Action item :: In the abstract on mass spectrometry of the GalP protein, what percentage of the GalP(His)6 protein did accurate mass determination of the derived fragments identify?

Excerpted passage ::

Molecular dissection of membrane-transport proteins: mass spectrometry and sequence determination of the galactose–H+ symport protein, GalP, of Escherichia coli and quantitative assay of the incorporation of [ring-2-13C]histidine and 15NH3

The molecular mass of the galactose—H+ symport protein GalP, as its histidine-tagged derivative GalP(His)6, has been determined by electrospray MS (ESI-MS) with an error of <0.02%. One methionine residue, predicted to be present from the DNA sequence, was deduced to be absent. This is a significant advance on the estimation of the molecular masses of membrane-transport proteins by SDS/PAGE, where there is a consistent under-estimation of the true molecular mass due to anomalous electrophoretic migration. Addition of a size-exclusion chromatography step after Ni2+-nitrilotriacetate affinity purification was essential to obtain GalP(His)6 suitable for ESI-MS. Controlled trypsin, trypsin+chymotrypsin and CNBr digestion of the protein yielded peptide fragments suitable for ESI-MS and tandem MS analysis, and accurate mass determination of the derived fragments resulted in identification of 82% of the GalP(His)6 protein. Tandem MS analysis of selected peptides then afforded 49% of the actual amino acid sequence of the protein; the absence of the N-terminal methionine was confirmed. Matrix-assisted laser-desorption ionization MS allowed identification of one peptide that was not detected by ESI-MS. All the protein/peptide mass and sequence determinations were in accord with the predictions of amino acid sequence deduced from the DNA sequence of the galP gene. [ring-2-13C]Histidine was incorporated into GalP(His)6in vivo, and ESI-MS analysis enabled the measurement of a high (80%) and specific incorporation of label into the histidine residues in the protein. MS could also be used to confirm the labelling of the protein by 15NH3 (93% enrichment) and [19F]tryptophan (83% enrichment). Such MS measurements will serve in the future analysis of the structures of membrane-transport proteins by NMR, and of their topology by indirect techniques.

Records provided ::
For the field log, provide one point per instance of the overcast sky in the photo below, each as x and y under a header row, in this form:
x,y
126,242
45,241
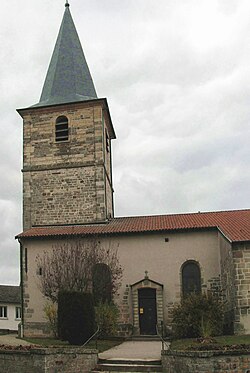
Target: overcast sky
x,y
177,77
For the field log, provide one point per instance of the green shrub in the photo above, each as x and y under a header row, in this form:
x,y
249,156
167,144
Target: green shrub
x,y
107,317
198,315
76,317
50,310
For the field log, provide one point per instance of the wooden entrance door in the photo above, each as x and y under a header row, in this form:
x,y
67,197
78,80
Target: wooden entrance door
x,y
147,311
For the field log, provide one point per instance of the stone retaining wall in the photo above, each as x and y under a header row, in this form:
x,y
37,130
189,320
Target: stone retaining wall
x,y
49,360
205,362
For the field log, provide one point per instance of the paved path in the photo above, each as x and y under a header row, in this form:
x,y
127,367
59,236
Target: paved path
x,y
134,350
12,340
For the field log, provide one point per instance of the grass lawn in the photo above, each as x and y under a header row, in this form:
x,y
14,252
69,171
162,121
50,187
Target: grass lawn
x,y
226,340
102,345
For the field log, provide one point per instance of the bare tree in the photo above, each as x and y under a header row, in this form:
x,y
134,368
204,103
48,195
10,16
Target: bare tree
x,y
69,266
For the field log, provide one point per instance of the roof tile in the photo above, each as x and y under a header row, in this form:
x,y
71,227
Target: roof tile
x,y
235,225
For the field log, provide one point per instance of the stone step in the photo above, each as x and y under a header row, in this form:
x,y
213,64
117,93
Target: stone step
x,y
128,366
144,338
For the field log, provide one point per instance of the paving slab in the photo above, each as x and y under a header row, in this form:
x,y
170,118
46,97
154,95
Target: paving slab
x,y
134,350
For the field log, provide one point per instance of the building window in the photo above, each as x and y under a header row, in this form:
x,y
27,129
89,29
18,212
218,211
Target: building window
x,y
102,283
18,313
191,278
3,312
62,129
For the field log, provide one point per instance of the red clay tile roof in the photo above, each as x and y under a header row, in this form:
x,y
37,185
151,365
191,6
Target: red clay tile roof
x,y
235,225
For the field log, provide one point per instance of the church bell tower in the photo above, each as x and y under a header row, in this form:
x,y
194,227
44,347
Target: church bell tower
x,y
67,170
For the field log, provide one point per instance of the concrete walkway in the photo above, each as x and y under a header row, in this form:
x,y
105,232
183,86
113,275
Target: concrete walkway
x,y
12,340
134,350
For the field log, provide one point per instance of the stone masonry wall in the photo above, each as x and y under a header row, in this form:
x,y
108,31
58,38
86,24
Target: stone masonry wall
x,y
50,360
205,362
241,259
66,182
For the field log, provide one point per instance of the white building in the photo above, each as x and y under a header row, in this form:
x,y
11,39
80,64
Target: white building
x,y
10,307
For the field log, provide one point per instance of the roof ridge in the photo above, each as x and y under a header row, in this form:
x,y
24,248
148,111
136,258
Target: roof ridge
x,y
182,213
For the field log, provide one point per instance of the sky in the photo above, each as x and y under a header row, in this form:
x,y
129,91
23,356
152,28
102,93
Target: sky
x,y
176,74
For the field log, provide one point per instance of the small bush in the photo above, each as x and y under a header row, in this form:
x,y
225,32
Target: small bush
x,y
107,317
76,317
50,310
198,315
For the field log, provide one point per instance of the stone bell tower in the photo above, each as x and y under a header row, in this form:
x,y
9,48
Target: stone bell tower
x,y
67,172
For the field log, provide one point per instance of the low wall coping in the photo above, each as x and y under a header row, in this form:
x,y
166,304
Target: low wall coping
x,y
49,351
204,354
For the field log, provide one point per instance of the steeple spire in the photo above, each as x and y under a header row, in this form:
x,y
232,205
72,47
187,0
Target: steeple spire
x,y
68,78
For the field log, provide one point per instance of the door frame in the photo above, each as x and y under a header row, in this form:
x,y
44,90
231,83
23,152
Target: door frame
x,y
146,283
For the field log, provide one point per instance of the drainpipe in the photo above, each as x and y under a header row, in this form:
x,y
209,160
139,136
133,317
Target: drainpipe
x,y
21,285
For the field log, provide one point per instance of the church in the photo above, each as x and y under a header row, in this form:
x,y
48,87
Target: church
x,y
68,195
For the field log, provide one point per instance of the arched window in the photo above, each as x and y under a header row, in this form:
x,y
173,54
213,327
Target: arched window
x,y
191,278
102,283
62,129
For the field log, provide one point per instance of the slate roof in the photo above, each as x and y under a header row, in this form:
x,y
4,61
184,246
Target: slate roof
x,y
68,78
235,225
10,294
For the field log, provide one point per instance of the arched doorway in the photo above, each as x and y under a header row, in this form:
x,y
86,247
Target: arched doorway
x,y
147,311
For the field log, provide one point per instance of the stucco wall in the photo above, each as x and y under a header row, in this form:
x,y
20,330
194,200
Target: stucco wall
x,y
10,322
66,182
227,281
162,259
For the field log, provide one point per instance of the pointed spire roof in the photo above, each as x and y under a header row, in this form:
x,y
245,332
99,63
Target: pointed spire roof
x,y
68,78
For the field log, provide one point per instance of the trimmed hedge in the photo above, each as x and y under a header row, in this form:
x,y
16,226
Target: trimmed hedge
x,y
76,317
198,315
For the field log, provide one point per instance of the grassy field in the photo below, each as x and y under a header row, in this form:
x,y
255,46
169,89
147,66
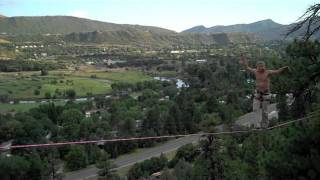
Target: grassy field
x,y
23,107
124,171
23,85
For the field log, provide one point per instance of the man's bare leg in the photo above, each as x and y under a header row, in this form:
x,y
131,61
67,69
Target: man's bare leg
x,y
265,104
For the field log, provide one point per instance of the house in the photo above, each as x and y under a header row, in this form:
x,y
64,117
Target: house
x,y
201,60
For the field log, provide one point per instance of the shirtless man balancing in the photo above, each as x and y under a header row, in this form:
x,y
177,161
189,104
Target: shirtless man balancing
x,y
262,92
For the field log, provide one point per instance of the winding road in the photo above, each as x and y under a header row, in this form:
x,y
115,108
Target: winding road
x,y
171,145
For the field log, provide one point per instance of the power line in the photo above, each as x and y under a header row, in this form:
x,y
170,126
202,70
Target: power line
x,y
154,137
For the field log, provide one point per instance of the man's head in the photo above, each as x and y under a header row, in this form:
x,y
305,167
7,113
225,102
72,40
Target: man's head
x,y
261,66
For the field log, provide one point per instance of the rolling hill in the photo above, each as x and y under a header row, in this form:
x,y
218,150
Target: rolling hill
x,y
266,29
79,30
63,25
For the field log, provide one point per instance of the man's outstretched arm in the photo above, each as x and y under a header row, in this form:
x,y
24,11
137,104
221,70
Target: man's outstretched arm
x,y
278,71
244,62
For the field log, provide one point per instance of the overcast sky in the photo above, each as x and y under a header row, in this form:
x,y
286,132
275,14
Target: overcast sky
x,y
176,15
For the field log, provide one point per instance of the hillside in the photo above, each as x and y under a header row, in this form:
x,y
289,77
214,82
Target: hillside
x,y
80,30
266,29
138,38
65,25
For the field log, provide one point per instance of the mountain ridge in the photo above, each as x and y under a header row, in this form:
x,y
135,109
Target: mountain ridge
x,y
267,29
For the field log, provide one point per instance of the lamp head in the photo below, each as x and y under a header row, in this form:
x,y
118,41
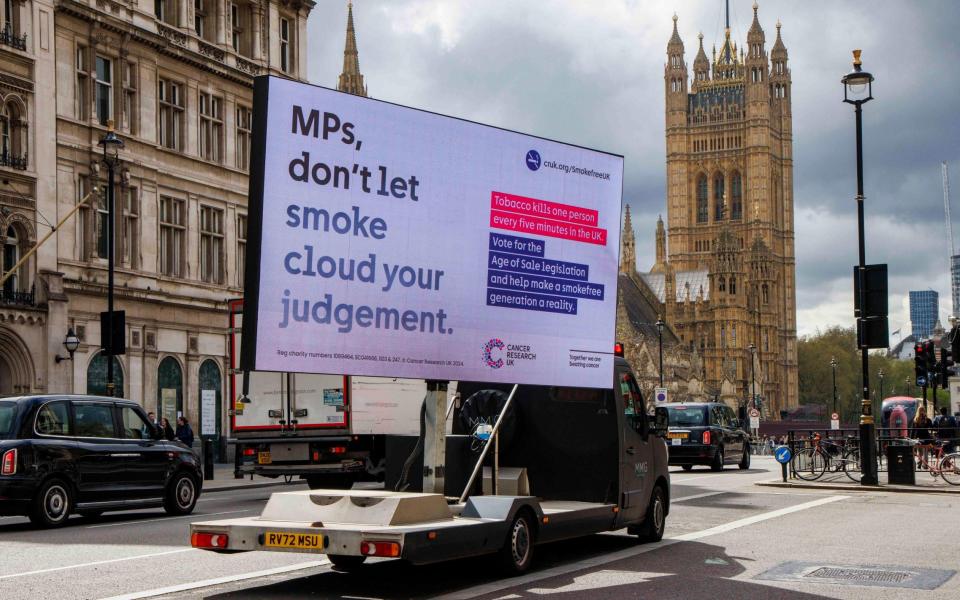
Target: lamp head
x,y
857,84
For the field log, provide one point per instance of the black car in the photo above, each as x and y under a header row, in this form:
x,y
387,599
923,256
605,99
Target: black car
x,y
61,455
706,433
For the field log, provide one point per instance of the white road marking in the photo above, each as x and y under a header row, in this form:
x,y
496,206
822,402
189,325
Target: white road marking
x,y
698,496
597,561
174,589
599,579
95,563
696,535
138,521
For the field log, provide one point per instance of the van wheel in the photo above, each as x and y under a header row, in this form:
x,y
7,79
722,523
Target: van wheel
x,y
717,464
651,530
517,552
52,504
336,481
181,495
346,563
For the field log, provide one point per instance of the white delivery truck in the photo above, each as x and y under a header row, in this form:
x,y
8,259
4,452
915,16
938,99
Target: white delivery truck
x,y
579,461
327,429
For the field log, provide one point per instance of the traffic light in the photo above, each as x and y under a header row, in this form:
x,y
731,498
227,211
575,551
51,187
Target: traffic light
x,y
930,353
920,363
946,362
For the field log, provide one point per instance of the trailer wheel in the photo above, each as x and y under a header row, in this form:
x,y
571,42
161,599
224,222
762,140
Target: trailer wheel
x,y
516,556
346,563
651,530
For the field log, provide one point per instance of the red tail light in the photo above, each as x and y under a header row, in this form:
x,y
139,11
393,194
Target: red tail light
x,y
388,549
9,464
209,540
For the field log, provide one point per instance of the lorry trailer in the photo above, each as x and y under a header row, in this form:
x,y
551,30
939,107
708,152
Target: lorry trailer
x,y
588,460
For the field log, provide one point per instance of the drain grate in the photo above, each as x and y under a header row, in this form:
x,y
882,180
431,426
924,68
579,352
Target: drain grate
x,y
860,575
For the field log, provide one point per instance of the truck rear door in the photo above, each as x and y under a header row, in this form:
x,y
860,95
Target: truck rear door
x,y
637,469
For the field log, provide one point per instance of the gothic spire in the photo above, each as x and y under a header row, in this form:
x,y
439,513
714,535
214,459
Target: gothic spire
x,y
351,79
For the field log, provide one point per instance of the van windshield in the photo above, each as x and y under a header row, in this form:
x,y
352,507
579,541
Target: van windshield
x,y
8,411
687,416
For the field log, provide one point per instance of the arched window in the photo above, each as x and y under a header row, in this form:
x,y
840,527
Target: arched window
x,y
169,389
736,189
97,376
718,196
702,210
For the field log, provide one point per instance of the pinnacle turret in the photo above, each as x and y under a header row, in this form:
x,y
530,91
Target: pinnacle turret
x,y
351,79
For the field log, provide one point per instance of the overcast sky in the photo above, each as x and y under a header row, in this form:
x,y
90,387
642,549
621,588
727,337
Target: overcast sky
x,y
591,73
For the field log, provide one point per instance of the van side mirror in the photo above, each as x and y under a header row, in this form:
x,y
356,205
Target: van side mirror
x,y
661,421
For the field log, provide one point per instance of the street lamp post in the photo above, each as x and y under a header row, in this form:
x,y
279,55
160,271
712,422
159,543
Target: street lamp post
x,y
111,148
858,90
834,364
660,325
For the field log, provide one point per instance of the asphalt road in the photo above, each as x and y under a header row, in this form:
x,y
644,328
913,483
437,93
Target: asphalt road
x,y
726,538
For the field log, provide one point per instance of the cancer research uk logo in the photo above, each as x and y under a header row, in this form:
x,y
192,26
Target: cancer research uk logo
x,y
497,354
533,160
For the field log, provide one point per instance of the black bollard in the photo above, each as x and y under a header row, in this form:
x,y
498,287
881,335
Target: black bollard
x,y
207,459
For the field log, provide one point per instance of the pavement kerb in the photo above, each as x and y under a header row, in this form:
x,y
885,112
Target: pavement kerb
x,y
855,487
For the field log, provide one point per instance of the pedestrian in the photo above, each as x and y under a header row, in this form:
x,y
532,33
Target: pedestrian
x,y
921,431
946,427
184,431
166,430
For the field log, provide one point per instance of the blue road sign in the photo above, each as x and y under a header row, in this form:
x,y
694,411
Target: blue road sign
x,y
782,454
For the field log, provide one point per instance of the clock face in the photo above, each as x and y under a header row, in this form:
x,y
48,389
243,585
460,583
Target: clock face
x,y
730,368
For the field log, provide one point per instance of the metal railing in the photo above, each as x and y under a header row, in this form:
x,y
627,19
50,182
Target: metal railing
x,y
18,298
835,441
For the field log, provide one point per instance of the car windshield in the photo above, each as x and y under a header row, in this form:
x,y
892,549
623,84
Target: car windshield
x,y
8,411
687,416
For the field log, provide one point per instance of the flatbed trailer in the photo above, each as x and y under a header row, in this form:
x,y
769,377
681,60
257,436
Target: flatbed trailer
x,y
595,461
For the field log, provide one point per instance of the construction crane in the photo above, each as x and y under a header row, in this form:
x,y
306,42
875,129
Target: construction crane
x,y
946,207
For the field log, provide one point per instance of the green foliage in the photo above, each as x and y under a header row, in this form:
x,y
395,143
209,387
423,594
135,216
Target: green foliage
x,y
816,375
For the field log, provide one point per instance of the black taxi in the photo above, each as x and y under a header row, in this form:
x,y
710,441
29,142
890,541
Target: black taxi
x,y
63,455
705,433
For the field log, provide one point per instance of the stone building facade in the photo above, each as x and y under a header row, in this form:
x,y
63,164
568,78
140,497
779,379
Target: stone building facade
x,y
725,266
175,77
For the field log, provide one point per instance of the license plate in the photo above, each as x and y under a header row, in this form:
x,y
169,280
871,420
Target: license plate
x,y
308,541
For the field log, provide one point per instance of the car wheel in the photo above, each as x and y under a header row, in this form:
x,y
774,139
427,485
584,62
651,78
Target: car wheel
x,y
181,495
717,464
52,504
651,530
517,552
346,563
336,481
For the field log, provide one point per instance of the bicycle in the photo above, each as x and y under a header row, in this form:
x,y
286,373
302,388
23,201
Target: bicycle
x,y
944,465
811,463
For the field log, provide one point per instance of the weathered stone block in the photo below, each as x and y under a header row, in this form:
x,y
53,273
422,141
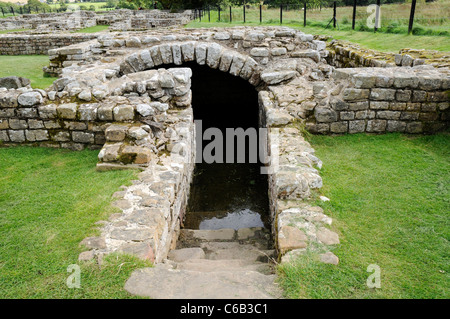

Exercise solution :: 82%